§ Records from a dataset
-.-.-

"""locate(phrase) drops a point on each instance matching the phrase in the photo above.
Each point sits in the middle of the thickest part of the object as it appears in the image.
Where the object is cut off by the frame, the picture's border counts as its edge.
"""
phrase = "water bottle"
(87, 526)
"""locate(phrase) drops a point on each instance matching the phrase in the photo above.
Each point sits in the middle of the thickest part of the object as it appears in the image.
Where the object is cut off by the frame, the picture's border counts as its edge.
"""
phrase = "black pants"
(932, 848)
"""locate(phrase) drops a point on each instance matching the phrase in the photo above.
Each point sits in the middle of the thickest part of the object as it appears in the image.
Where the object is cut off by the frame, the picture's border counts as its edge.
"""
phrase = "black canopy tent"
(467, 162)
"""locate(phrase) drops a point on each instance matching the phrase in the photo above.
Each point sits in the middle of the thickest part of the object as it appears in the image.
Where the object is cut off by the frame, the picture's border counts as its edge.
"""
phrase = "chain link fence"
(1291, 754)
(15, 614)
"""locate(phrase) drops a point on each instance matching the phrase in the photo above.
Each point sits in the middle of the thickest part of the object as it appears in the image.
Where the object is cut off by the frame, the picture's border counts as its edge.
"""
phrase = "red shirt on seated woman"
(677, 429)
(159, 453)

-.-.-

§ The exercise
Swap every "thickest" in the lines above for "widest" and write the lines out again, leaving everything else as it is.

§ Written answer
"""locate(phrase) drops a point on each instance matching the phrase in the photo above.
Each point sits in the middle of the widest part of the object as it appears in the image.
Where the object is cut off by the frame, the picture's border counts as its edge.
"""
phrase = "water bottle"
(87, 526)
"""locate(phrase) drops a point on each instance matching the phrase in the photo above.
Each point sits in the middle of the widest part of the object as it appears in the image.
Where the object is cut off by the frame, the picture's border counts as its edge.
"""
phrase = "black pants"
(932, 848)
"""locate(phrase) drops a point on each instance matching the phrase in the photo above.
Each point sits in the middle of the widest part of the object as it appears in the image.
Where the object is cut off by the frame, the picture's border counts as its edge.
"""
phrase = "black canopy tent"
(467, 162)
"""locate(phrase) drops a point on each instance matching the phrase in the photo above.
Each point sits in the middle of the widest part of the object as it appears in the image.
Where the object is cut off by the frame, the picture's border counts as its edge.
"""
phrase = "chain link fence"
(1291, 754)
(15, 614)
"""locate(phrase) drops a point on each instance matching the phrase in the photo above.
Each point sits in the middle of the widest part of the object as it appears in the image.
Where the object is cut off by the frame, the picture's border counts as its edge.
"""
phrase = "red shirt on seated woman"
(677, 429)
(159, 453)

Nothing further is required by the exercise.